[RECORDS PROVIDED]
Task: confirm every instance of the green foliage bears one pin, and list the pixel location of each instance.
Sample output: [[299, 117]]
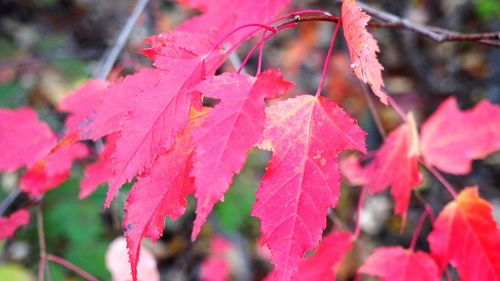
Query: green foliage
[[75, 229], [234, 212], [14, 272], [488, 9]]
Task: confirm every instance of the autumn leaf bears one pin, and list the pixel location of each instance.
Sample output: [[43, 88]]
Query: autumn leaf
[[396, 165], [352, 170], [466, 235], [52, 170], [323, 264], [8, 225], [363, 48], [452, 138], [161, 192], [23, 138], [398, 264], [157, 114], [217, 267], [302, 180], [230, 130], [106, 118]]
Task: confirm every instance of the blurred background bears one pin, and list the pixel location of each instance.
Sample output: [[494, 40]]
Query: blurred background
[[49, 47]]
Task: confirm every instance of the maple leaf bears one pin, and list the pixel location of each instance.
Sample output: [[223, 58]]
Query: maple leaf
[[161, 192], [363, 48], [322, 265], [106, 118], [352, 171], [466, 235], [81, 102], [396, 165], [158, 113], [216, 267], [399, 264], [8, 225], [230, 130], [302, 180], [452, 138], [100, 171], [23, 138], [51, 170]]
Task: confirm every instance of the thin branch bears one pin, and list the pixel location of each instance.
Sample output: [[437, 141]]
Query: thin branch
[[373, 110], [71, 267], [414, 239], [11, 197], [434, 33], [361, 199], [43, 265], [116, 49], [388, 20]]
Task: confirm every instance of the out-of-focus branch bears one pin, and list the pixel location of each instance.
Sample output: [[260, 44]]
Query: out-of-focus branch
[[115, 50], [383, 19], [435, 33]]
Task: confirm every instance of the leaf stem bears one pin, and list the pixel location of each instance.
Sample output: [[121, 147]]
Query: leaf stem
[[261, 42], [42, 265], [261, 52], [361, 199], [266, 27], [327, 60], [373, 110], [417, 230]]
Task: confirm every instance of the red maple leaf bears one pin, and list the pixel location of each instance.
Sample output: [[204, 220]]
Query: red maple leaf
[[23, 138], [158, 113], [217, 267], [398, 264], [302, 180], [230, 130], [106, 118], [161, 192], [8, 225], [466, 235], [323, 264], [52, 170], [452, 138], [363, 48], [396, 165]]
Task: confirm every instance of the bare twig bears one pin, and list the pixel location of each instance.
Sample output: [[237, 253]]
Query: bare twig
[[115, 50], [388, 20], [71, 267], [434, 33]]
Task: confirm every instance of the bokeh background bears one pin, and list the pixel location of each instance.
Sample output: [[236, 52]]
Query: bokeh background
[[49, 47]]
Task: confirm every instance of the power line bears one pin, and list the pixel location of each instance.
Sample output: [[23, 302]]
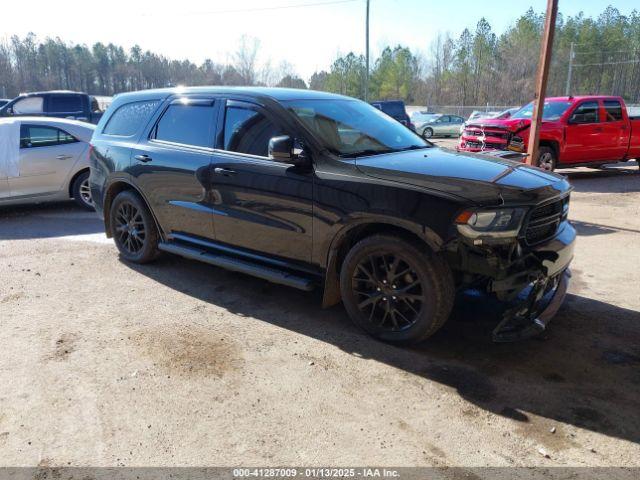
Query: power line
[[261, 9]]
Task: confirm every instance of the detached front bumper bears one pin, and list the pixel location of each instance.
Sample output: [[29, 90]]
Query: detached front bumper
[[538, 303]]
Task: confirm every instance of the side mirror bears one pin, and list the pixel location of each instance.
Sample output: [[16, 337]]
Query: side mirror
[[284, 149]]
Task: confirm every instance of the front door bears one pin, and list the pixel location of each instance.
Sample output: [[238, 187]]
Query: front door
[[47, 156], [171, 167], [616, 131], [260, 204], [584, 134]]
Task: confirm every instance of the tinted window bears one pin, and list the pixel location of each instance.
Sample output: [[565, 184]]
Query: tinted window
[[65, 103], [586, 112], [248, 131], [129, 118], [28, 105], [186, 124], [32, 136], [613, 110]]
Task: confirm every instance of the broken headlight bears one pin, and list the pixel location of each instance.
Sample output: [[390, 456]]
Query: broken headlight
[[491, 224]]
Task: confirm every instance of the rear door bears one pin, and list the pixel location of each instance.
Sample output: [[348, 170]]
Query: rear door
[[171, 167], [47, 156], [260, 204], [583, 134], [616, 130]]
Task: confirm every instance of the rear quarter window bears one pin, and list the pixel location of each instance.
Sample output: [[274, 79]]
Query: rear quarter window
[[129, 118]]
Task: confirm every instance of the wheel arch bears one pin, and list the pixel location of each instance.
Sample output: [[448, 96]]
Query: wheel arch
[[349, 235], [116, 187]]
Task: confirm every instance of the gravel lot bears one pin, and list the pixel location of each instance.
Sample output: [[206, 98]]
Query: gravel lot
[[179, 363]]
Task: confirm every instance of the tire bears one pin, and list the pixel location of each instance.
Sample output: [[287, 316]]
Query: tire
[[134, 229], [546, 159], [399, 312], [81, 192]]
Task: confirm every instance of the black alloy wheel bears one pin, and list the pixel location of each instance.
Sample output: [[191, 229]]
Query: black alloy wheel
[[389, 291]]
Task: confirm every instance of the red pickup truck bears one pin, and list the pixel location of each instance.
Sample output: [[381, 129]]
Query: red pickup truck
[[576, 131]]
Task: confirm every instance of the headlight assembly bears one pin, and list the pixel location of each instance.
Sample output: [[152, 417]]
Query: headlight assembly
[[501, 223]]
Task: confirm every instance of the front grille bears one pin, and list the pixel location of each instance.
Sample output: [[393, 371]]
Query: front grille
[[544, 221]]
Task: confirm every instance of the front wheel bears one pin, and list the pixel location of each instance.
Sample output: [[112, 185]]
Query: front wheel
[[395, 291], [546, 159], [134, 230]]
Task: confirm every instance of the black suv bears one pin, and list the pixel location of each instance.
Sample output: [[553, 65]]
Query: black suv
[[310, 189], [55, 103]]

[WHAT IS ASKED] Format every line of the material above as a JSON list of strings, one string per line, omitting blank lines and any picture placeholders.

[OUTPUT FOR THIS EXERCISE]
[
  "Task: confirm every instance of the green foliage bears one pin, and list the pixel location of each instance.",
  "Sample output: [[299, 117]]",
  "Query: green foliage",
  "[[75, 229], [234, 212], [14, 272], [488, 9]]",
  "Task: confirm every instance of the autumn leaf bears one pin, and list the pixel location of each instance.",
  "Sample output: [[43, 88]]",
  "Query: autumn leaf",
  "[[396, 165], [352, 170], [466, 235], [52, 170], [323, 264], [8, 225], [363, 48], [452, 138], [161, 192], [23, 138], [398, 264], [157, 114], [217, 267], [302, 180], [230, 130], [106, 118]]",
  "Task: confirm every instance of the blurred background bears one pin, and list the pixel location of each instance.",
  "Sample output: [[494, 40]]",
  "Query: blurred background",
  "[[49, 47]]",
  "Task: confirm every instance of the maple leaf bears one pin, and list the pixel location of each instance.",
  "Sample output: [[223, 58]]",
  "Query: maple leaf",
  "[[161, 192], [363, 48], [322, 265], [106, 118], [352, 171], [466, 235], [81, 102], [396, 165], [158, 113], [216, 267], [399, 264], [8, 225], [230, 130], [302, 180], [452, 138], [100, 171], [23, 138], [51, 170]]",
  "Task: confirm every instance of the thin branch bears one pin, and list the pixel location of each instance.",
  "Sample output: [[437, 141]]",
  "Query: thin branch",
  "[[373, 110], [71, 267], [414, 239], [11, 197], [434, 33], [361, 199], [43, 265], [116, 49], [388, 20]]",
  "Task: confirm every instance of the out-of-focus branch bears one pin, and list the pixel location of each instance.",
  "Sample output: [[260, 44]]",
  "Query: out-of-focus branch",
  "[[115, 50], [383, 19], [435, 33]]",
  "Task: confirm every instance of the leaf stem bears one pin, and list the pixel location of each instance.",
  "Sample output: [[121, 147]]",
  "Query: leaf stem",
  "[[261, 42], [42, 265], [261, 52], [361, 199], [266, 27], [327, 60], [373, 110], [417, 230]]",
  "Task: confirm every instance of the red maple leaf bears one pin, and list the pixel location of each instance.",
  "Sample output: [[204, 220]]",
  "Query: red maple leaf",
  "[[23, 138], [158, 113], [217, 267], [398, 264], [302, 180], [230, 130], [106, 118], [161, 192], [8, 225], [466, 235], [323, 264], [52, 170], [452, 138], [363, 48], [396, 165]]",
  "Task: confirm every instance of the bare twig bears one pin, and list the pixel location of each instance.",
  "Sample output: [[237, 253]]",
  "Query: bare twig",
  "[[115, 50], [388, 20], [71, 267], [434, 33]]",
  "Task: confirm every instance of the bokeh background bears one pin, and list the pixel location of each instance.",
  "Sample output: [[236, 52]]",
  "Query: bokeh background",
  "[[49, 47]]",
  "Task: confirm every instance of the power line bears one pin, and list the pixel location of each instance.",
  "Sample output: [[23, 302]]",
  "Query: power line",
  "[[261, 9]]",
  "Task: confirm every instance of the detached front bumper bears one pin, and list the pixel location of each instance.",
  "Sample output: [[29, 90]]",
  "Query: detached front bumper",
  "[[538, 303]]",
  "Task: confirm every instance of the side mirror bears one pin, and list the pixel location of each instance.",
  "Sample output: [[16, 337]]",
  "Query: side mirror",
  "[[284, 149]]",
  "Task: confirm every instance of the front door bears one pin, and list the pixel location of each instance.",
  "Sample output: [[238, 187]]",
  "Query: front door",
  "[[47, 156], [171, 167], [616, 131], [260, 204], [584, 134]]",
  "Task: confirm every instance of the tinted window bears one pin, and list the pixel location of each instance.",
  "Sample output: [[565, 184]]",
  "Query: tinted window",
  "[[65, 103], [586, 112], [248, 131], [129, 118], [28, 105], [186, 124], [32, 136], [613, 110]]",
  "Task: confirm every instance of the broken headlight bears one pin, and list the pixel location of each instance.",
  "Sample output: [[390, 456]]",
  "Query: broken headlight",
  "[[491, 224]]",
  "Task: confirm every instance of the rear door bears one pin, and list the pixel location of each instance.",
  "Sample output: [[348, 170]]",
  "Query: rear door",
  "[[171, 167], [47, 156], [260, 204], [583, 134], [616, 130]]",
  "Task: confirm every instance of the rear quarter window bears one pin, and list the pixel location of each instance.",
  "Sample output: [[274, 79]]",
  "Query: rear quarter window",
  "[[129, 118]]",
  "Task: confirm every instance of the wheel arch bears one pin, and list the pixel location of each instance.",
  "Sample output: [[448, 96]]",
  "Query: wheel arch",
  "[[349, 235], [116, 187]]",
  "Task: confirm every instance of the gravel lot bears one pin, and list the pixel location of each instance.",
  "Sample output: [[206, 98]]",
  "Query: gravel lot",
  "[[179, 363]]",
  "Task: confirm every instance of the tire bears one pin, and list the pixel location of each instance.",
  "Sample output: [[287, 316]]",
  "Query: tire",
  "[[134, 229], [546, 159], [399, 312], [81, 192]]",
  "Task: confirm every instance of the black alloy wheel bears one pin, and list the pixel location of each instance.",
  "Sample output: [[191, 229]]",
  "Query: black alloy wheel",
  "[[389, 291]]",
  "Task: confirm every instance of the red pickup truck bears one pin, and list the pixel location of each instance.",
  "Sample output: [[381, 129]]",
  "Query: red pickup truck",
  "[[576, 131]]",
  "Task: confirm every instance of the headlight assembly bears one pin, and list the pixel location of each instance.",
  "Sample output: [[152, 417]]",
  "Query: headlight assembly",
  "[[501, 223]]",
  "Task: confirm every instance of the front grille bears one pin, and list the pixel location of each instance.",
  "Sample output: [[393, 371]]",
  "Query: front grille",
  "[[544, 221]]",
  "Task: confirm every instance of the front wheel bears one pin, and list the pixel location of each instance.",
  "Sample output: [[112, 185]]",
  "Query: front wheel",
  "[[395, 291], [546, 159], [134, 230]]",
  "Task: confirm every instance of the black suv bears one pin, and list the pixel location of each instance.",
  "Sample output: [[553, 65]]",
  "Query: black suv",
  "[[310, 189], [55, 103]]"
]